(Point-based annotation data)
########################################
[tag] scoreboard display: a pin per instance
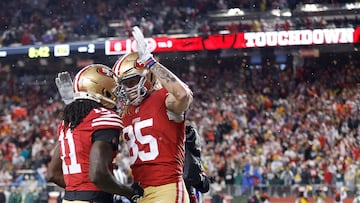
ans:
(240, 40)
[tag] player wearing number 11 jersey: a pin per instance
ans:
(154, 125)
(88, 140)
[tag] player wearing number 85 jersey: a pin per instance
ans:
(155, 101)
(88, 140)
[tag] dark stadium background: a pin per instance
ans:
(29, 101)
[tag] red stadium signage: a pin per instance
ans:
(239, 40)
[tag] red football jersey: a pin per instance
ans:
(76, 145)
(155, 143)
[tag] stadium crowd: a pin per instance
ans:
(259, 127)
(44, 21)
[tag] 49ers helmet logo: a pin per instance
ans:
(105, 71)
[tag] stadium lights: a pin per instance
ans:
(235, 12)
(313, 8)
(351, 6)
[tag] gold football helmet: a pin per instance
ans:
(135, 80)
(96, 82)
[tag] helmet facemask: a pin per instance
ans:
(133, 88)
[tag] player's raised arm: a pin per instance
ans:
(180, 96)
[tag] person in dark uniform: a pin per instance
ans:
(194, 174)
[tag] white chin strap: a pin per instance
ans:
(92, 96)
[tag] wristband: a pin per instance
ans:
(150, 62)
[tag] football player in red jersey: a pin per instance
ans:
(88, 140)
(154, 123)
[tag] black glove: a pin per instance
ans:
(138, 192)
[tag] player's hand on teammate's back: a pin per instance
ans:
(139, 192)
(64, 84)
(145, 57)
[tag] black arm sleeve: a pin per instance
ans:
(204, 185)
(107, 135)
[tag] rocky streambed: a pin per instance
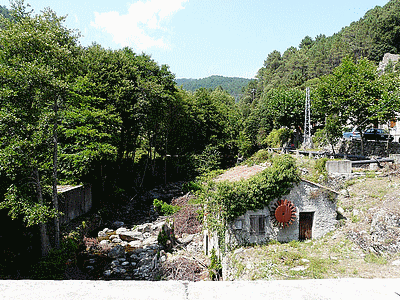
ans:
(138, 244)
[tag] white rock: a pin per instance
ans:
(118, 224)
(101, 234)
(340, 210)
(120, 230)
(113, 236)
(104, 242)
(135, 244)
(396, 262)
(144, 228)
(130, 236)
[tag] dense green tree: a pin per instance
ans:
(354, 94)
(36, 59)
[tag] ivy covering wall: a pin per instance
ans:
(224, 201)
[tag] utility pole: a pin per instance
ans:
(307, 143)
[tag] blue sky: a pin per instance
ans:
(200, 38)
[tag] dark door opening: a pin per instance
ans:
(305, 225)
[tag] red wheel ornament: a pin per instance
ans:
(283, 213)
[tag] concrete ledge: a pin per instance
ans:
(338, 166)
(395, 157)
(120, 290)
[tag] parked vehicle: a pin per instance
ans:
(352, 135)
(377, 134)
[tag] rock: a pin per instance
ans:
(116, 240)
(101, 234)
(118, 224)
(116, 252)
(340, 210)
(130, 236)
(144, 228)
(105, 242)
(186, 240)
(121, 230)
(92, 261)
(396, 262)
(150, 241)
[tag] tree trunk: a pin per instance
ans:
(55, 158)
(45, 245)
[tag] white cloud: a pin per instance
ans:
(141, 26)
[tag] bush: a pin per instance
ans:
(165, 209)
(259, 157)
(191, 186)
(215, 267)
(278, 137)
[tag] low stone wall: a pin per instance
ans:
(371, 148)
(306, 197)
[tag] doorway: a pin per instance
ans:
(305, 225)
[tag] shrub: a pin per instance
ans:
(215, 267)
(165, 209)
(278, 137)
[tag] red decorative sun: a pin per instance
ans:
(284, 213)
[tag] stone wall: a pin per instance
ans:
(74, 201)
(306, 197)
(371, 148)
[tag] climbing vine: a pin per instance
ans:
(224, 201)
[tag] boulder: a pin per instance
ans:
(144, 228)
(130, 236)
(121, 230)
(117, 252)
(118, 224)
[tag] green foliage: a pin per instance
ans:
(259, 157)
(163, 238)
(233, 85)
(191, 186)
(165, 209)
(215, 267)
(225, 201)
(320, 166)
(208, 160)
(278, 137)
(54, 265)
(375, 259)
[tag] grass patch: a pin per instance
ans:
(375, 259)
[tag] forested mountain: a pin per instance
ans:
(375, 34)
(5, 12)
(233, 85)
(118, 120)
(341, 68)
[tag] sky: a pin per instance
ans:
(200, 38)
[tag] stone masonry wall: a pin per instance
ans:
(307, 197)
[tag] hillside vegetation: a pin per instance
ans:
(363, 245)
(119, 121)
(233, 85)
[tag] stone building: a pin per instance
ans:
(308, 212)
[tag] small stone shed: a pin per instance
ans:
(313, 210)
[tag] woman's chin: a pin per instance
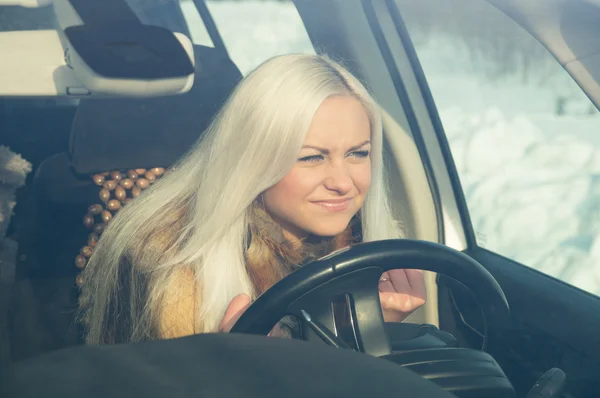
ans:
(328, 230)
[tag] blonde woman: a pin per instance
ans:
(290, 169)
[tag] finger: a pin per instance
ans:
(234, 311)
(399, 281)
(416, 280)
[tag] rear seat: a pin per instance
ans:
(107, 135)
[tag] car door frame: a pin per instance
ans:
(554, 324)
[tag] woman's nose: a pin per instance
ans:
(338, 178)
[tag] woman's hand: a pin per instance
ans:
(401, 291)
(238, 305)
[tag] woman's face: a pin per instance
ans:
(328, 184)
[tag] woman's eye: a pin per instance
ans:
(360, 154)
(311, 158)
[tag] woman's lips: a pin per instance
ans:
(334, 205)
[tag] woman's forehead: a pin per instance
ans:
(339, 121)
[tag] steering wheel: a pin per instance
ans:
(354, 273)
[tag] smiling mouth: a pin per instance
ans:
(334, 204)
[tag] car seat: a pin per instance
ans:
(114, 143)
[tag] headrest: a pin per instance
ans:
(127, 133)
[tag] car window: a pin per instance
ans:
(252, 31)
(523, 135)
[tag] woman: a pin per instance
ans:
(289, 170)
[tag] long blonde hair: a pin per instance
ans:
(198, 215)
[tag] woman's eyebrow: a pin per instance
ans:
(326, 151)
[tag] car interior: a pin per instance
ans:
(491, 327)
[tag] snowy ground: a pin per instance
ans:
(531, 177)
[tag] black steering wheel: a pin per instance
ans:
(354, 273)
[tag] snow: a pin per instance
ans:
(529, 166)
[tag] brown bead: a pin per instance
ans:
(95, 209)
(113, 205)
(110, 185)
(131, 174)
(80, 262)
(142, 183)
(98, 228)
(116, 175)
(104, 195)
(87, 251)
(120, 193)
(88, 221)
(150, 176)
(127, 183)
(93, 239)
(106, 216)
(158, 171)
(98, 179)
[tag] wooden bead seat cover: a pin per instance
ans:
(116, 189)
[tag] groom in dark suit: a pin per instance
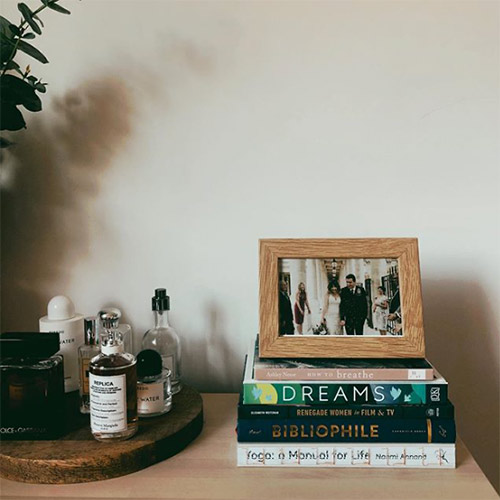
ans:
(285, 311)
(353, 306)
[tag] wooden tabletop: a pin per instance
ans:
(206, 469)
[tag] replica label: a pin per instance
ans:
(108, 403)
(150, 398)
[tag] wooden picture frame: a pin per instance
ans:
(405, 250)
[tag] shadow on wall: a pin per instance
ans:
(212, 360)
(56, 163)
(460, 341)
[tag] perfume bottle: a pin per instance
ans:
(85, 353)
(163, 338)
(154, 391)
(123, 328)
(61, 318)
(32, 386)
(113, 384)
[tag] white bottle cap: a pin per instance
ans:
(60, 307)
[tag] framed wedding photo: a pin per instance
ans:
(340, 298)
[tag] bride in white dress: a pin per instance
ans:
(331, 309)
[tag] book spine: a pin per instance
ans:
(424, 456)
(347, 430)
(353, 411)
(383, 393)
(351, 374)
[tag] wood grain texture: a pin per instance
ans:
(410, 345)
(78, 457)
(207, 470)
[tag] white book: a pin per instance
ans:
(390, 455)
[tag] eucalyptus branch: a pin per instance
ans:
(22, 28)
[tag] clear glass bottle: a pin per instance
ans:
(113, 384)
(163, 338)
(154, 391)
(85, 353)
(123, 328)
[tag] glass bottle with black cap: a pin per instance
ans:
########################################
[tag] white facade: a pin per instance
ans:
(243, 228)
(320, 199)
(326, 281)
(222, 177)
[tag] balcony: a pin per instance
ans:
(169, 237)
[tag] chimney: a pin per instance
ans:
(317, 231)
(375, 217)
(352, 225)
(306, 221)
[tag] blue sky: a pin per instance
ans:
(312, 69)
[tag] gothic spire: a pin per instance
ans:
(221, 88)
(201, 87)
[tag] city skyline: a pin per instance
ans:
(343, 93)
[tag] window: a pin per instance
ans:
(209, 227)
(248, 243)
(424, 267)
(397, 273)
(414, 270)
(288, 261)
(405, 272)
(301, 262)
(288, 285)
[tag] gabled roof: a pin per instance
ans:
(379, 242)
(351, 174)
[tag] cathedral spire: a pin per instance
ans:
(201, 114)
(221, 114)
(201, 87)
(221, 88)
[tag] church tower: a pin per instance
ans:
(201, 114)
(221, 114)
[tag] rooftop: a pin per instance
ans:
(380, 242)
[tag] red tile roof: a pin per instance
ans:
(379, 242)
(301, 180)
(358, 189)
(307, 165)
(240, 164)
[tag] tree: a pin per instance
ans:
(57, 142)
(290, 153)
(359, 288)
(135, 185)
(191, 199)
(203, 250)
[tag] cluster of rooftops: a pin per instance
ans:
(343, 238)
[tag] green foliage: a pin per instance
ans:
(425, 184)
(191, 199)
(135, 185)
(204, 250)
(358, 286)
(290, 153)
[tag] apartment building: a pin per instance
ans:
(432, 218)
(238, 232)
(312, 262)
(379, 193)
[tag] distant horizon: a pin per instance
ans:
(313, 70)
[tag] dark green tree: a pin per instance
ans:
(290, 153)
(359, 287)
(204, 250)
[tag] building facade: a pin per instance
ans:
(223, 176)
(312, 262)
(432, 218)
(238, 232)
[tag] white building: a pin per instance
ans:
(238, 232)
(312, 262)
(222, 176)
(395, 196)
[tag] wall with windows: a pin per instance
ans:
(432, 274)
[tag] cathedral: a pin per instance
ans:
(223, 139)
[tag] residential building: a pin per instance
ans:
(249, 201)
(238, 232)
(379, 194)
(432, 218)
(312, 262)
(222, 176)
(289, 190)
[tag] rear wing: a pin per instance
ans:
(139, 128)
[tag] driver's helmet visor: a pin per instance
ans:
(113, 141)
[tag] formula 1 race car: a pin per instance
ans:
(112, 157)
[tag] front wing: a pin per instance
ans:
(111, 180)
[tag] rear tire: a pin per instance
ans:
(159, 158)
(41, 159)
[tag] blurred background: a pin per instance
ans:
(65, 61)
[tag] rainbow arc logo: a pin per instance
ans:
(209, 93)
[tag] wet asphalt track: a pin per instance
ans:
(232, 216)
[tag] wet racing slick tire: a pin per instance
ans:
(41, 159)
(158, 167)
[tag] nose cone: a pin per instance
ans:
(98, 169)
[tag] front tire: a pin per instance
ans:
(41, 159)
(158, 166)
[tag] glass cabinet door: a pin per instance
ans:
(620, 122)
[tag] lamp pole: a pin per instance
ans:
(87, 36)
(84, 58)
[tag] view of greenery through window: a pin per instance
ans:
########################################
● **TO DO**:
Find each line in the records that contains the word "dark" and copy it out in full.

● **THE RESULT**:
[tag] dark stadium background: a pin per instance
[tag] person in dark uniform: a pin per instance
[tag] dark door opening: a pin per instance
[tag] groom in dark suit: a pin per instance
[tag] dark green tree: a pin per instance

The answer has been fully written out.